Supplied records »
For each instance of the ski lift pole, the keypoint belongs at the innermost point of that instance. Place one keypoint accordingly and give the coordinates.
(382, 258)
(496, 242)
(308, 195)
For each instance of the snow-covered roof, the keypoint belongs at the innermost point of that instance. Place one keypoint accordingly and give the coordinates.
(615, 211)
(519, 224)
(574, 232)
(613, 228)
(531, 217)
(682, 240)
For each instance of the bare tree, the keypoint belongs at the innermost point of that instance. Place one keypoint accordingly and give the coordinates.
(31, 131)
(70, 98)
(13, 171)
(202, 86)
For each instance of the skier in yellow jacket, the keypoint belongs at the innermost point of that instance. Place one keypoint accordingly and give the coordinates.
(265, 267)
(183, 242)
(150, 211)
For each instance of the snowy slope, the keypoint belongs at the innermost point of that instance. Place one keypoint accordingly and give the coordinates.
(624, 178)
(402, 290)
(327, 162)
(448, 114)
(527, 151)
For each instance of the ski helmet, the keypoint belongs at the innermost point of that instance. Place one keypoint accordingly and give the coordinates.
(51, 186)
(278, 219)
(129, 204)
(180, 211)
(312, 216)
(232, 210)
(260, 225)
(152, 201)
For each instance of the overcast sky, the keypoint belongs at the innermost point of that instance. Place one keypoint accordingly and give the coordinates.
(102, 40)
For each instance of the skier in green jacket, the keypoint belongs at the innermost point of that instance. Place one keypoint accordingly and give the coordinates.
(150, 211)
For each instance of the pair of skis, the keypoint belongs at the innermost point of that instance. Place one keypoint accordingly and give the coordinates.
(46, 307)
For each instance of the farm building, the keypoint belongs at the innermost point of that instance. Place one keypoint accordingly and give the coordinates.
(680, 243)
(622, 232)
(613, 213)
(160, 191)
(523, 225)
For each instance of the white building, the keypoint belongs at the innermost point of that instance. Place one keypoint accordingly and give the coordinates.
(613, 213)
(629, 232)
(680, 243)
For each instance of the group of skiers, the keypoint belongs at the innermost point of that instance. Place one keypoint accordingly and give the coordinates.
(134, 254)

==

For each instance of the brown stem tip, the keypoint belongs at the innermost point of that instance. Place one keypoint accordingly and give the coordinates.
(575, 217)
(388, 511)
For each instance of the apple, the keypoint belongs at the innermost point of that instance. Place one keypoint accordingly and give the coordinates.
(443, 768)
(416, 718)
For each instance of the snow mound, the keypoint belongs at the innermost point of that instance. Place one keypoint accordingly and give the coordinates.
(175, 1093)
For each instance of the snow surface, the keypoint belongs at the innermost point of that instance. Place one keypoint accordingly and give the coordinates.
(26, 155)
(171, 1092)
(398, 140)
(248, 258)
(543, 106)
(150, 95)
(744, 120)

Exercise brief » Tally the lines of the data above that contain the word "building", and reply with the number only.

Output of the exercise » 2